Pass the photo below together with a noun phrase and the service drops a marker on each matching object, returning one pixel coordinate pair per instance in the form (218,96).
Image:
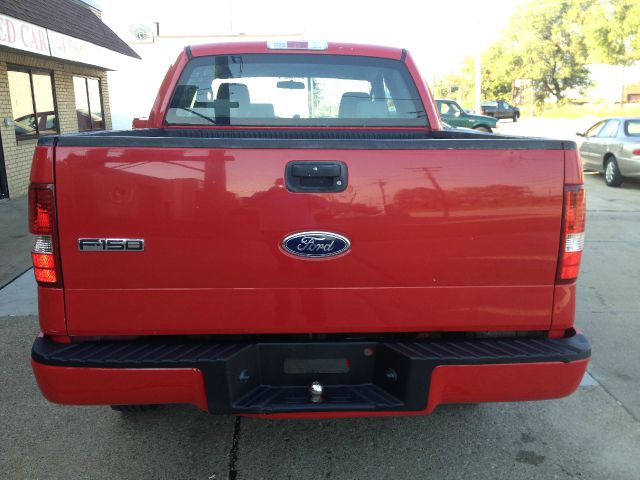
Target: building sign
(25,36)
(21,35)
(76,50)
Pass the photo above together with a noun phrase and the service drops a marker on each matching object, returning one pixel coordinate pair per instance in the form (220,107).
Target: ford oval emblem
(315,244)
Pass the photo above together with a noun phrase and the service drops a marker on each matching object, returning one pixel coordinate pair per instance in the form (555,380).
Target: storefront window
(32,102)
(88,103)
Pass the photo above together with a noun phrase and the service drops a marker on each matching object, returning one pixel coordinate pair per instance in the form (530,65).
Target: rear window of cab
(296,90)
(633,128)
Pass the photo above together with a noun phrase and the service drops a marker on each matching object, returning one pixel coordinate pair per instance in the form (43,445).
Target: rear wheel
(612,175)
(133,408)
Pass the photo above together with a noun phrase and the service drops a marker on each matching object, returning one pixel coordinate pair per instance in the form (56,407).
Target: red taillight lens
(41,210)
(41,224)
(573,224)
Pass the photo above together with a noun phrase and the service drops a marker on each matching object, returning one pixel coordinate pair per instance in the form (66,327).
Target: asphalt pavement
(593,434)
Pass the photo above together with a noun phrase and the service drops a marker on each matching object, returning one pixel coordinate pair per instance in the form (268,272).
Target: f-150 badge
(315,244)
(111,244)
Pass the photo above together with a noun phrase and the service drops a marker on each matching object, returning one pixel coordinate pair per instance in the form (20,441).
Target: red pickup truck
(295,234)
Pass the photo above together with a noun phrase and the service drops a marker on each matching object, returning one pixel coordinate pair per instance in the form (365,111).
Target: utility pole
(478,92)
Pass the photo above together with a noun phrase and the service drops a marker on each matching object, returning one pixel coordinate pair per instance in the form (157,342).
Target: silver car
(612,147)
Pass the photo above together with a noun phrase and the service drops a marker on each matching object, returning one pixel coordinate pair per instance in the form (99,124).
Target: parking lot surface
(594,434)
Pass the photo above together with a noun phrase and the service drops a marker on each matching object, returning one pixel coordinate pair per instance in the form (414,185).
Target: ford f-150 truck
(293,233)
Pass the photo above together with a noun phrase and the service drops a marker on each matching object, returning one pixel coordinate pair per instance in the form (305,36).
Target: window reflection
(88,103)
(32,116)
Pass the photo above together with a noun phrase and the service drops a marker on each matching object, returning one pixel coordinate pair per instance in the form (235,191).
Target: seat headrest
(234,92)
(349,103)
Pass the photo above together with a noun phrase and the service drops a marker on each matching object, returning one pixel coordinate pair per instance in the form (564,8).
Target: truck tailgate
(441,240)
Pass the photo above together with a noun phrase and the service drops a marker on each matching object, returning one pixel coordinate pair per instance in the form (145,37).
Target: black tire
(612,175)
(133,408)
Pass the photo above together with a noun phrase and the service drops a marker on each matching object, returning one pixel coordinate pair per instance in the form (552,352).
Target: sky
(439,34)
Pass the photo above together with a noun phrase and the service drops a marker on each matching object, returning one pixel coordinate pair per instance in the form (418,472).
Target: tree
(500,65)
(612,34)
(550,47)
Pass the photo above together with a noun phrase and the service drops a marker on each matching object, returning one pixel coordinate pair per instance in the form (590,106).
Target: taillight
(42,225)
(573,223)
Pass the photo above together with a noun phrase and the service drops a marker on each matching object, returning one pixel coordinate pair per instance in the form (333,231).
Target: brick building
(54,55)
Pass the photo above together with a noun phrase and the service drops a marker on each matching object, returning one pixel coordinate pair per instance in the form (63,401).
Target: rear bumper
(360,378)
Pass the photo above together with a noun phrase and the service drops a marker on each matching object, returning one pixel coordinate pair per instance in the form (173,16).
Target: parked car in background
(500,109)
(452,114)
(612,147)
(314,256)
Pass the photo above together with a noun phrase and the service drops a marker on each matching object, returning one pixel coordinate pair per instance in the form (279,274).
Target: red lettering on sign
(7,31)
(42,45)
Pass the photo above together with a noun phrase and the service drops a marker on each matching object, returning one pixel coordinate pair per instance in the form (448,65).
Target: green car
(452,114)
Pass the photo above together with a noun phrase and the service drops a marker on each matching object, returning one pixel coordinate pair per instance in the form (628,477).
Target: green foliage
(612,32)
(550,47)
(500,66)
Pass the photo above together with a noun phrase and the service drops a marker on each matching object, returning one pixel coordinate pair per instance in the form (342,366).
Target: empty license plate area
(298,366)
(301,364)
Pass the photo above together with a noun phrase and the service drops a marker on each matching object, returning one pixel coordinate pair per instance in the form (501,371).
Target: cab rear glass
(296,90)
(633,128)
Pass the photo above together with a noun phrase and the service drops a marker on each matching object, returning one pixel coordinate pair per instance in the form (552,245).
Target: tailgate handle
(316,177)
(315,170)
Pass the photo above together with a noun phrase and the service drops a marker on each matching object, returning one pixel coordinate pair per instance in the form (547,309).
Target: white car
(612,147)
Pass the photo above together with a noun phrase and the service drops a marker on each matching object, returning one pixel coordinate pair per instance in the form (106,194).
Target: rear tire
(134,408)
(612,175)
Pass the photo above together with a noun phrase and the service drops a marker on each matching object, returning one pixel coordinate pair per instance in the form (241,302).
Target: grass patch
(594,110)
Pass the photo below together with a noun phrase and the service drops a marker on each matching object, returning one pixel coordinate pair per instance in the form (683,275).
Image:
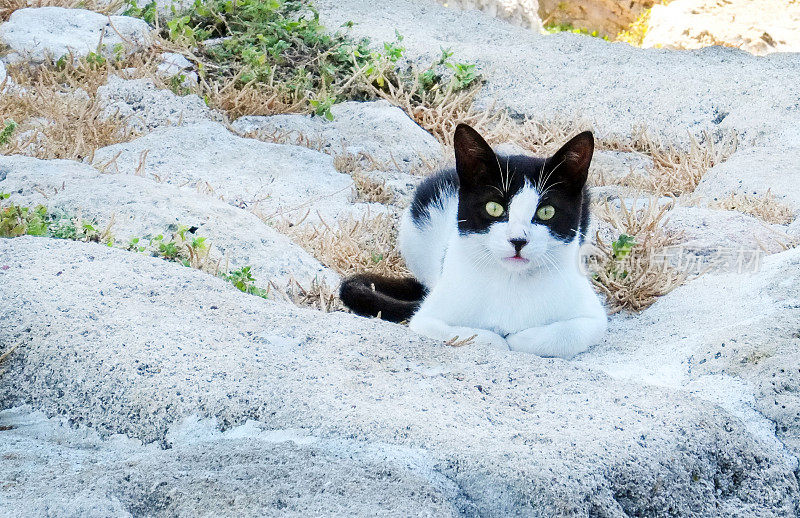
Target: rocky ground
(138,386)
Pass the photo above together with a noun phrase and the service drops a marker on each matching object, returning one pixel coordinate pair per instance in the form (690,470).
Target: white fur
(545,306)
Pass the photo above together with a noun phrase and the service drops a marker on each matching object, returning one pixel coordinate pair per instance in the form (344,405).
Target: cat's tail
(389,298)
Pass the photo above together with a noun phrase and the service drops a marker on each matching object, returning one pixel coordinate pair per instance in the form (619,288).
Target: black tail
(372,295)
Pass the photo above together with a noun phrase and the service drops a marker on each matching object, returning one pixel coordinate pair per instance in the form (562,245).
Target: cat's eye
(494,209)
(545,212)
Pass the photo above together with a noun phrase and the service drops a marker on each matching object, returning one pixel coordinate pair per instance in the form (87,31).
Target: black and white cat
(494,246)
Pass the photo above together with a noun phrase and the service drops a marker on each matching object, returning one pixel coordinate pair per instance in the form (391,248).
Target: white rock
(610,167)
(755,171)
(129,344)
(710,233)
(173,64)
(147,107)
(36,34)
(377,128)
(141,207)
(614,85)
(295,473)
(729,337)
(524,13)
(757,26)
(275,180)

- - - - - - -

▸ AIM
From the line holding "the form (87,31)." to the last line of the records, quote each line exactly and add nothing.

▸ RESULT OF THE EXERCISE
Pass the photo above together with a noun phrase and the service drops a marker on each matching object, returning one pixel coordinate pair per instance in the form (87,31).
Target: black and white cat
(494,246)
Pass the photo above together with a noun phrase and the service drops a marker on each matching object, returning one pixel coordinate pair per instance in the form (391,248).
Target: white rock
(610,167)
(755,171)
(129,344)
(710,233)
(173,64)
(147,107)
(36,34)
(377,128)
(141,207)
(614,85)
(295,473)
(729,337)
(524,13)
(757,26)
(275,180)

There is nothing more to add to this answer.